— start of Page text —

Thread: Allow continuations in "pg_hba.conf" files

Allow continuations in "pg_hba.conf" files

From

Fabien COELHO

Date:

25 March 2020, 18:09:38

Hello,

After writing an unreadable and stupidly long line for ldap 
authentification in a "pg_hba.conf" file, I figured out that allowing 
continuations looked simple enough and should just be done.

Patch attached.

-- 
Fabien.

Attachment

pg-hba-cont-1.patch

Re: Allow continuations in "pg_hba.conf" files

From

Justin Pryzby

Date:

25 March 2020, 19:39:23

Hi,

On Wed, Mar 25, 2020 at 07:09:38PM +0100, Fabien COELHO wrote:
> 
> Hello,
> 
> After writing an unreadable and stupidly long line for ldap authentification
> in a "pg_hba.conf" file, I figured out that allowing continuations looked
> simple enough and should just be done.

I tried this briefly.

> -   Records cannot be continued across lines.
> +   Records can be backslash-continued across lines.

Maybe say: "lines ending with a backslash are logically continued on the next
line", or similar.

> +            /* else we have a continuation, just blank it and loop */
> +            continuations++;
> +            *curend++ = ' ';

Since it puts a blank there, it creates a "word" boundary, which I gather
worked for your use case.  But I wonder whether it's needed to add a space (or
otherwise, document that lines cannot be split beween words?).

You might compare this behavior with that of makefiles (or find a better
example) which I happen to recall *don't* add a space; if you want that, you
have to end the line with: " \" not just "\".

Anyway, I checked that the current patch handles users split across lines, like:
alice,\
bob,\
carol

As written, that depends on the parser's behavior of ignoring commas and
blanks, since it sees:
"alice,[SPACE]bob,[SPACE]carol"

Maybe it'd be nice to avoid depending on that.

I tried with a username called "alice,bob", split across lines:

"alice,\
bob",\

But then your patch makes it look for a user called "alice, bob" (with a
space).  I realize that's not a compelling argument :)

Note, that also appears to affect the "username maps" file.  So mention in that
chapter, too.
https://www.postgresql.org/docs/current/auth-username-maps.html

Cheers,
-- 
Justin

Re: Allow continuations in "pg_hba.conf" files

From

Fabien COELHO

Date:

25 March 2020, 20:45:40

Hello Justin,

thanks for the feedback.

>> -   Records cannot be continued across lines.
>> +   Records can be backslash-continued across lines.
>
> Maybe say: "lines ending with a backslash are logically continued on the next
> line", or similar.

I tried to change it along that.

> Since it puts a blank there, it creates a "word" boundary, which I gather
> worked for your use case.  But I wonder whether it's needed to add a space (or
> otherwise, document that lines cannot be split beween words?).

Hmmm. Ok, you are right. I hesitated while doing it. I removed the char 
instead, so that it does not add a word break.

— end of Page text —

**Requests**
[A] Can you reproduce the pg_hba.conf continuation thread from "I tried with" up to and including "chapter, too."?
[B] Could you resume the thread about continuations in pg_hba.conf files from the point where it stops?

— start of Supplied material —

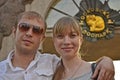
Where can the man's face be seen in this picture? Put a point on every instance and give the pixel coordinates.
(28, 34)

— end of Supplied material —

**Responses per task**
[A]
I tried with a username called "alice,bob", split across lines:

"alice,\
bob",\

But then your patch makes it look for a user called "alice, bob" (with a
space).  I realize that's not a compelling argument :)

Note, that also appears to affect the "username maps" file.  So mention in that
chapter, too.

[B]
> Note, that also appears to affect the "username maps" file.  So mention 
> in that chapter, too. 
> https://www.postgresql.org/docs/current/auth-username-maps.html

Indeed, the same tokenizer is used. I updated a sentence to point on 
continuations.

-- 
Fabien.

Attachment

pg-hba-cont-2.patch

Re: Allow continuations in "pg_hba.conf" files

From

David Zhang

Date:

02 April 2020, 00:20:12

Hi Fabien,
Should we consider the case "\ ", i.e. one or more spaces after the backslash?
For example, if I replace a user map 
"mymap   /^(.*)@mydomain\.com$      \1" with 
"mymap   /^(.*)@mydomain\.com$      \ "
"\1"
by adding one extra space after the backslash, then I got the pg_role="\\"
but I think what we expect is pg_role="\\1"

Re: Allow continuations in "pg_hba.conf" files

From

Kyotaro Horiguchi

Date:

02 April 2020, 04:25:43

At Thu, 02 Apr 2020 00:20:12 +0000, David Zhang <david.zhang@highgo.ca> wrote in 
> Hi Fabien,
> Should we consider the case "\ ", i.e. one or more spaces after the backslash?
> For example, if I replace a user map 
> "mymap   /^(.*)@mydomain\.com$      \1" with 
> "mymap   /^(.*)@mydomain\.com$      \ "
> "\1"
> by adding one extra space after the backslash, then I got the pg_role="\\"
> but I think what we expect is pg_role="\\1"

FWIW, I don't think so. Generally a trailing backspace is an escape
character for the following newline.  And '\ ' is a escaped space,
which is usualy menas a space itself.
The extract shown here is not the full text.